Required work =>
From the listing below, copy out each line that contains the string "building". Matching is case-sensitive.
_ _ _ _
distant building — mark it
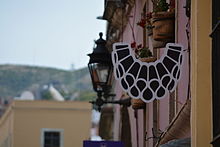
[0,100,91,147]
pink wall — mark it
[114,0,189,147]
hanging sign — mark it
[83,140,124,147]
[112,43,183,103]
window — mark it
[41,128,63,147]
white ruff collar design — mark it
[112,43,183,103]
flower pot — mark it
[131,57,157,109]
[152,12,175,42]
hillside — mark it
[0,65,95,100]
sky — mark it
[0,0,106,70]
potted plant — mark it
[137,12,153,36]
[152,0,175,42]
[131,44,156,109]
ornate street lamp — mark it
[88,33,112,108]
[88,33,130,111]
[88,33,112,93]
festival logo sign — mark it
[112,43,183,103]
_ _ _ _
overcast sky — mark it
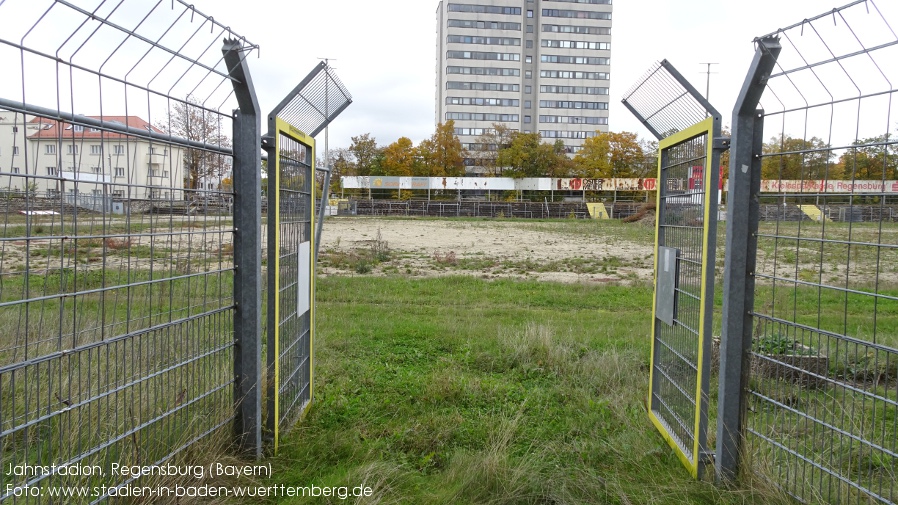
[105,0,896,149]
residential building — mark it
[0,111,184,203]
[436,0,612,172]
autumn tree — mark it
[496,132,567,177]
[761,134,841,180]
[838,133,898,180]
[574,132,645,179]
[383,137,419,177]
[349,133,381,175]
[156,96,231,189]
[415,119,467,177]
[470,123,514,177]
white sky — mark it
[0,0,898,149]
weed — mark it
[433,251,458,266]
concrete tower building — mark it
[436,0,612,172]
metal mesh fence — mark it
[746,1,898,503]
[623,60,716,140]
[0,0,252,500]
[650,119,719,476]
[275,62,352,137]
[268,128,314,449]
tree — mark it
_ _ _ _
Exercise output =>
distant building — mark it
residential building — mark it
concrete tower building — mark it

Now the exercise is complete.